**TEXT SEGMENT**.
※ ※ ※

There, I’ve said it. I hate that word. Sometimes I catch myself looking at my reflection in the mirror and saying the words “I am a 29 year old widow’ out loud to myself and I can’t quite manage to make the picture of myself coincide with that word even though I am, in fact, a widow. Then I notice the gray hairs and the faint wrinkles at the corner of my eyes and I think, maybe I am a widow after all.
I went to a widows christmas party last night. There, without even a moment’s hesitation you’ve thought to yourself a widows christmas party? That sounds so depressing! You didn’t mean anything by it, but it’s the first thing that comes to mind. How could you put widows and a party together? Surely not. To be honest, I had the same thoughts even while I was looking forward to attending it! When I arrived, I met a variety of people who have found themselves in the same situation I have through no fault of their own. I met them and we chatted over bottles of wine and we all thought the same thing: you don’t really look like a widow. You’re too young. These thoughts are as ridiculous as they are natural. We all have them, but they’re illogical. Have you ever actually thought about what a widow looks like? I hadn’t before Terry died. Google image searching widow is depressing and, now that I am one, far from the truth. None of the widows last night were dressed head to toe in black with mourning veils on, we were dressed in Christmas party attire. What’s really scary is that we looked like every other table in the hotel. We look normal, because we are normal. We are normal people who have been dealt some very unfortunate hands.

※ ※ ※

**TASK OBJECTIVE**. Output the full piece about being a young widow, word for word.

(Records taken from a collection)
※ ※ ※

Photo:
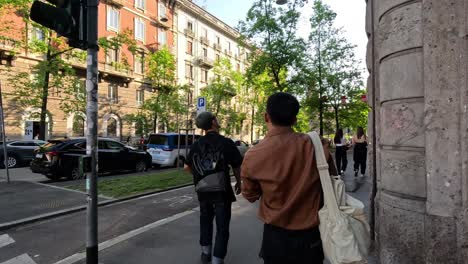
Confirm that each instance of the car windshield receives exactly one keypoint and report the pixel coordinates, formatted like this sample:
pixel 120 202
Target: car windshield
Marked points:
pixel 158 140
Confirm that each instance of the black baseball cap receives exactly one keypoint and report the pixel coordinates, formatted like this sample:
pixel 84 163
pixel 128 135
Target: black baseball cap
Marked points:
pixel 205 120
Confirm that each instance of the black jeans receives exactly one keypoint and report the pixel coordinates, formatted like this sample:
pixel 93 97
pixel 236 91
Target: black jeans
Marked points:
pixel 281 246
pixel 341 158
pixel 222 211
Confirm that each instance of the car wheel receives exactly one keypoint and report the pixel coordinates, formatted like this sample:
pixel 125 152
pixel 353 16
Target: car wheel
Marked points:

※ ※ ※

**OUTPUT BELOW**.
There, I’ve said it. I hate that word. Sometimes I catch myself looking at my reflection in the mirror and saying the words “I am a 29 year old widow’ out loud to myself and I can’t quite manage to make the picture of myself coincide with that word even though I am, in fact, a widow. Then I notice the gray hairs and the faint wrinkles at the corner of my eyes and I think, maybe I am a widow after all.
I went to a widows christmas party last night. There, without even a moment’s hesitation you’ve thought to yourself a widows christmas party? That sounds so depressing! You didn’t mean anything by it, but it’s the first thing that comes to mind. How could you put widows and a party together? Surely not. To be honest, I had the same thoughts even while I was looking forward to attending it! When I arrived, I met a variety of people who have found themselves in the same situation I have through no fault of their own. I met them and we chatted over bottles of wine and we all thought the same thing: you don’t really look like a widow. You’re too young. These thoughts are as ridiculous as they are natural. We all have them, but they’re illogical. Have you ever actually thought about what a widow looks like? I hadn’t before Terry died. Google image searching widow is depressing and, now that I am one, far from the truth. None of the widows last night were dressed head to toe in black with mourning veils on, we were dressed in Christmas party attire. What’s really scary is that we looked like every other table in the hotel. We look normal, because we are normal. We are normal people who have been dealt some very unfortunate hands.